__FUENTE__.
——

“Creo que las parejas del mismo sexo tienen que poder casarse”. La frase, disparada sorpresivamente por Barack Obama, recalentó el escenario electoral estadounidense. Ni lerdo ni perezoso, el aspirante republicano Mitt Romney recogió el guante: “El matrimonio en sí mismo es una relación entre un hombre y una mujer”. A partir de esas dos formulaciones, los comicios presidenciales de noviembre dirimirán no solo una confrontación entre dos candidatos, sino entre sendas visiones culturales opuestas sobre la sociedad norteamericana.
De inmediato, florecieron las interpretaciones sobre la audacia del gesto de Obama. Curiosamente, tanto los partidarios del mandatario como sus detractores lucían igualmente contentos. Los primeros sostienen que esta afirmación de principios servirá para movilizar a un sector del electorado demócrata que no está satisfecho con la Casa Blanca. Los segundos dicen que Romney capitalizará sin dificultades la totalidad del voto religioso.
La mayoría de los expertos son más cautelosos. En su evaluación, gravita que las encuestas muestran una diferencia a favor del matrimonio gay, más acentuada entre los jóvenes. Pero el sí y el no tienen porcentajes muy distintos según los estados. En la interpretación de los analistas, los comicios se decidirán en doce de los cincuenta estados de la Unión, ya que los otros 38 estados ya tendrían un ganador asegurado. La cuestión entonces residiría en determinar de qué manera el debate instalado por Obama puede incidir en los estados en disputa.
Hasta ahora, el matrimonio gay está prohibido en treinta estados y legalizado en siete. La legalización está también en camino en otros dos: Washington y Maryland. Cinco estados permiten las uniones civiles. Los demás no tienen prescripción legal sobre el tema. Esta semana, en una consulta popular, Carolina del Norte rechazó la implementación de una iniciativa semejante.
Algunos críticos de Obama deslizan que este giro presidencial obedece a la intención de reducir la importancia que en la agenda pública tiene la economía y de abrir un frente de debate más redituable para los demócratas. Hay que subrayar que más allá de la polémica moral, la legalización del matrimonio gay está enraizada en dos ideas fundacionales de la sociedad norteamericana: la libertad individual y el respeto a los derechos de las minorías. La iniciativa está planteada como la coronación de la larga lucha por los derechos civiles.

——

__TU OBJETIVO__.
Transcribe sin cambios el fragmento del artículo sobre el matrimonio gay en la campaña estadounidense que comienza con "Algunos críticos de" y continúa hasta "los derechos civiles.", ambos incluidos. Los registros provienen de otra fuente.

Datos de etiquetado de coordenadas
——

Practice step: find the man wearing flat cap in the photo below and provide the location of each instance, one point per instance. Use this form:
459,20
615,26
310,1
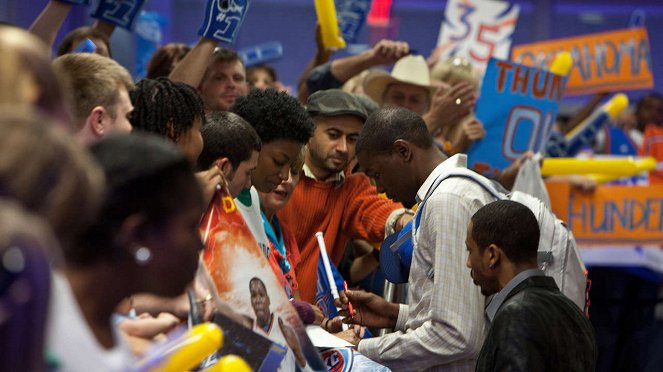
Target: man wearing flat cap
342,206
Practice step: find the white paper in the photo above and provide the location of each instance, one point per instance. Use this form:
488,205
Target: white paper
321,338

——

__TAREA RESUELTA__.
Algunos críticos de Obama deslizan que este giro presidencial obedece a la intención de reducir la importancia que en la agenda pública tiene la economía y de abrir un frente de debate más redituable para los demócratas. Hay que subrayar que más allá de la polémica moral, la legalización del matrimonio gay está enraizada en dos ideas fundacionales de la sociedad norteamericana: la libertad individual y el respeto a los derechos de las minorías. La iniciativa está planteada como la coronación de la larga lucha por los derechos civiles.